* **DATASET RECORDS**:
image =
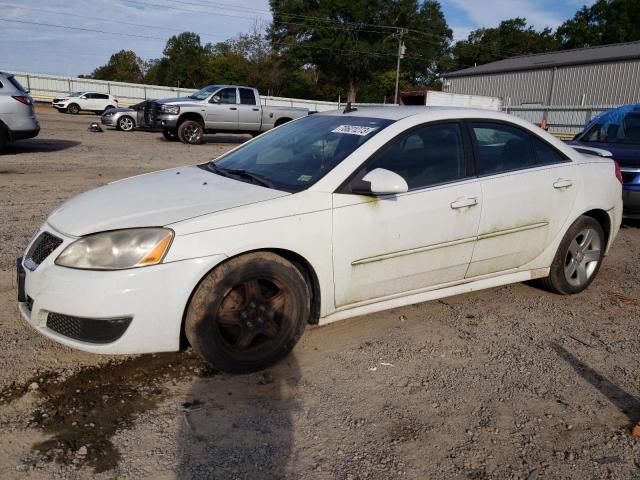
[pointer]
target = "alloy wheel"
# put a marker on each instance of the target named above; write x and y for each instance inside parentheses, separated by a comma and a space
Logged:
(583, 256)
* * *
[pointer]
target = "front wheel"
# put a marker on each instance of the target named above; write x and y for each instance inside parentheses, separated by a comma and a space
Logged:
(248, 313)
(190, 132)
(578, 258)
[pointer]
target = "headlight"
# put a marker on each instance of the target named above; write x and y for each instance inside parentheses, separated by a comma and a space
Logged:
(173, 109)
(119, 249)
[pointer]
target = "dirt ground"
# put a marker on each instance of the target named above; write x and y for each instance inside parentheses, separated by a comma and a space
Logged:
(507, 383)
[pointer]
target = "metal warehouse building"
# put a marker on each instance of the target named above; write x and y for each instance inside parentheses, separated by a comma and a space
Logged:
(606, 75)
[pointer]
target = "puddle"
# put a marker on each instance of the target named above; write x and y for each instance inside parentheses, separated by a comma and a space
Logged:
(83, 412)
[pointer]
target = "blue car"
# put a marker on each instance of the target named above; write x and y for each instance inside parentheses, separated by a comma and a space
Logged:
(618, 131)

* **WHAT IS REQUIRED**: Using the data above, tally each line that contains "wheel". Write only the total.

* **EXERCISE SOLUTION**: 2